**Passage to read**
——————

Stage1 → Initial Load/Main Table: Our Auto Loader code merges newly arrived data into the final raw delta table using its primary key. If this is the first time the data is being loaded, the code creates the main table and writes the files to the final raw delta table location. This approach ensures that the data is accurately and efficiently loaded into the system.
Stage2 → Incremental Load/Incremental Table: Our Auto Loader appends the incoming new CDC data to the incremental delta table location and merges it with the final raw delta table.

Blog Data Platform 03 Figure 3: Leveraging Databricks Auto Loader to simplify ingestion of change data.

We noticed that the streaming data can have multiple incremental CDC events for the same primary key for a specific time frame, since multiple events could happen for the same primary key. In order to execute a successful merge, the data team used a window function at the micro batch level to sort the records using the date column in the metadata delta table, pick up the latest row, and perform a merge. Please refer to the Python pseudo code below that takes care of schema evolution and data merges. Also refer to Introducing Window Functions in Spark SQL.

def upsert_query_constructor(self):
# Constructs string that is pre populated for on clause.
on_clause_string=' and '.join(on_clause_constructor(self))
merge_query = f"""
  MERGE INTO dms_{self.dataset}.{self.table} AS t 
    USING updates AS s 
    ON {on_clause_string}
    WHEN MATCHED AND s.transact_seq > t.transact_seq 
      AND Op in ('U', 'I') THEN UPDATE SET * 
    WHEN MATCHED AND s.transact_seq > t.transact_seq 
      AND Op = 'D' THEN DELETE 
    WHEN NOT MATCHED AND Op in ('U', 'I') THEN INSERT *
"""

——————

**Extracted information**
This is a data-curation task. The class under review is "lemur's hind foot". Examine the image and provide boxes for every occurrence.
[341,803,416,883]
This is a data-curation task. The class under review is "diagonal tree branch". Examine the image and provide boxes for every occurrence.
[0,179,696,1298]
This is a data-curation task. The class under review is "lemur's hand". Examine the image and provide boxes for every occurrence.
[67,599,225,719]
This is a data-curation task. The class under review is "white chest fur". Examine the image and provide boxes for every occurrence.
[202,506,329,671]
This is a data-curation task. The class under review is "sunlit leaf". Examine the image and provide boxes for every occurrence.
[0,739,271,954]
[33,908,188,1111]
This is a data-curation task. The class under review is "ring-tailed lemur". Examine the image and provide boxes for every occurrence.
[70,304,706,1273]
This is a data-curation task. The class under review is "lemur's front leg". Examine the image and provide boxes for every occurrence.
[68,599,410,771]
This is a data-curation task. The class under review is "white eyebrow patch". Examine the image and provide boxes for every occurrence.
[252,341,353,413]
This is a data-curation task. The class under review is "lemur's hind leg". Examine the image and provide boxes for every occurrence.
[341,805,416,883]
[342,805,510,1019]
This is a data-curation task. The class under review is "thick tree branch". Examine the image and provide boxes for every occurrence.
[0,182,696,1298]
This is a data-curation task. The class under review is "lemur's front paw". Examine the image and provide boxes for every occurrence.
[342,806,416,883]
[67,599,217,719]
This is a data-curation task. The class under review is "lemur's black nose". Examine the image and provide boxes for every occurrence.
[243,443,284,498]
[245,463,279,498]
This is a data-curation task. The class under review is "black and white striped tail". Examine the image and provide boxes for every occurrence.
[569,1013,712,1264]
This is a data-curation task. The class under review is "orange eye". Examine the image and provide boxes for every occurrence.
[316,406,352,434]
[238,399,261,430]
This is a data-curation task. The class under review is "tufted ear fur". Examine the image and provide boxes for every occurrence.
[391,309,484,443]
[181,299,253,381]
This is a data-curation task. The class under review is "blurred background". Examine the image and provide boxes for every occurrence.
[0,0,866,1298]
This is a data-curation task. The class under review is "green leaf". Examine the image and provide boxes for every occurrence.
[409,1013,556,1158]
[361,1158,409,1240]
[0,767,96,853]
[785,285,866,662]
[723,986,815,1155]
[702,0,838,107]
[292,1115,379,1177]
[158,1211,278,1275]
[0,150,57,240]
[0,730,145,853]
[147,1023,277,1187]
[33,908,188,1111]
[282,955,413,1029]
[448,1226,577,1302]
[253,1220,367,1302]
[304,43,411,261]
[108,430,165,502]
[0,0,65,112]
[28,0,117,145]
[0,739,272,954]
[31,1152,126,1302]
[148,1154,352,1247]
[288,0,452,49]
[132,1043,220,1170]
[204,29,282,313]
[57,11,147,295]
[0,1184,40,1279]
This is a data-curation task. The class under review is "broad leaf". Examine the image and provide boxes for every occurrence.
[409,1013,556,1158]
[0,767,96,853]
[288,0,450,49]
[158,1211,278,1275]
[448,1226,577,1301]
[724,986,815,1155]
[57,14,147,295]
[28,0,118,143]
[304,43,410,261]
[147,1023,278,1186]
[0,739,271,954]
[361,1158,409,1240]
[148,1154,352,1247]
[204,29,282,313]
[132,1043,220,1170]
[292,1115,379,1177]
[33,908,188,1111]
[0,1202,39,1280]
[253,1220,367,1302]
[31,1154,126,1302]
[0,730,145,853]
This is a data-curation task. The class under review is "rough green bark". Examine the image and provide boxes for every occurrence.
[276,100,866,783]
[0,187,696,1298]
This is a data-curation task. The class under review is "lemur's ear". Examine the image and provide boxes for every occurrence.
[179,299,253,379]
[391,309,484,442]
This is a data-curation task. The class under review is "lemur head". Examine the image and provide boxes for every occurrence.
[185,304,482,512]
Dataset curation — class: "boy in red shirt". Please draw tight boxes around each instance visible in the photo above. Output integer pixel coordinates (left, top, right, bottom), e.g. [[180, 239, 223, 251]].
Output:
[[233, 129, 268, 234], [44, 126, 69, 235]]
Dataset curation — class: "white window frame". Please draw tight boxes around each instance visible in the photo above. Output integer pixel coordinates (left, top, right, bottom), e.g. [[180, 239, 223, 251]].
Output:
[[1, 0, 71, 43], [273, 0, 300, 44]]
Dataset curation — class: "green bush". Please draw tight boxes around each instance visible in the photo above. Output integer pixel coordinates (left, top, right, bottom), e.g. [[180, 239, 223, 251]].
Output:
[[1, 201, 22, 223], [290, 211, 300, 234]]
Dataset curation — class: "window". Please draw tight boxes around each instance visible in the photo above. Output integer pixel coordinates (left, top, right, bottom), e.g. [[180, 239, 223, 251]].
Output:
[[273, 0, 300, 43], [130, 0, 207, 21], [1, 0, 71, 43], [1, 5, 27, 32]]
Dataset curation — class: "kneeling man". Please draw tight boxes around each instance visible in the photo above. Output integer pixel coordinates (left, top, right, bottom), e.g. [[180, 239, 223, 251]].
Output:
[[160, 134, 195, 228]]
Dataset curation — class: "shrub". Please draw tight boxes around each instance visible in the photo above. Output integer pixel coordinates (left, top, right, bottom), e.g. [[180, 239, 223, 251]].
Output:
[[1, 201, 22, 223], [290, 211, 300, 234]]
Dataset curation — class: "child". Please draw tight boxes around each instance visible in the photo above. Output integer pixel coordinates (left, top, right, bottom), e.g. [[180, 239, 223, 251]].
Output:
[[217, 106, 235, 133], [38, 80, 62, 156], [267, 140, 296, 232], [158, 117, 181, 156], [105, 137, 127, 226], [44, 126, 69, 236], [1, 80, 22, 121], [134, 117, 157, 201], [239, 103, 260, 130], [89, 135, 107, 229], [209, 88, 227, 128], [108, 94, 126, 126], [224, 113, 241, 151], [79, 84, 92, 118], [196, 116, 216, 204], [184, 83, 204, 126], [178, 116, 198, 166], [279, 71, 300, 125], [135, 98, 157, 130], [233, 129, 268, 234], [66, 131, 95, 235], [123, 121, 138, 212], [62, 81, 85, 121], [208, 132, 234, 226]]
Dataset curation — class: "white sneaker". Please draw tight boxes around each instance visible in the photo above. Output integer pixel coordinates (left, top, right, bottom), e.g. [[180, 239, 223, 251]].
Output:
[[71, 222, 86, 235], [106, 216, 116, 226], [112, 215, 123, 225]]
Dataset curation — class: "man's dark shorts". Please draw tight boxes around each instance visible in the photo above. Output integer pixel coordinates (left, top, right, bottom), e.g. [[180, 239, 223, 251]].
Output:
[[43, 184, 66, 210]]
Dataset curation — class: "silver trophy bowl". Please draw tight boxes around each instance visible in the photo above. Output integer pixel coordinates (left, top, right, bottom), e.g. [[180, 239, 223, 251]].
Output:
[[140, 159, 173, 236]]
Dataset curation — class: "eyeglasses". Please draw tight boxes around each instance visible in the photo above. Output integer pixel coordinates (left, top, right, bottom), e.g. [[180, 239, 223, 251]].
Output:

——————

**What is expected**
Rewrite the passage on the Auto Loader pipeline starting at "Blog Data Platform" and ending at "on_clause_string=' and '.join(on_clause_constructor(self))", with "primary key" changed to "unique identifier".

**Task response**
Blog Data Platform 03 Figure 3: Leveraging Databricks Auto Loader to simplify ingestion of change data.

We noticed that the streaming data can have multiple incremental CDC events for the same unique identifier for a specific time frame, since multiple events could happen for the same unique identifier. In order to execute a successful merge, the data team used a window function at the micro batch level to sort the records using the date column in the metadata delta table, pick up the latest row, and perform a merge. Please refer to the Python pseudo code below that takes care of schema evolution and data merges. Also refer to Introducing Window Functions in Spark SQL.

def upsert_query_constructor(self):
# Constructs string that is pre populated for on clause.
on_clause_string=' and '.join(on_clause_constructor(self))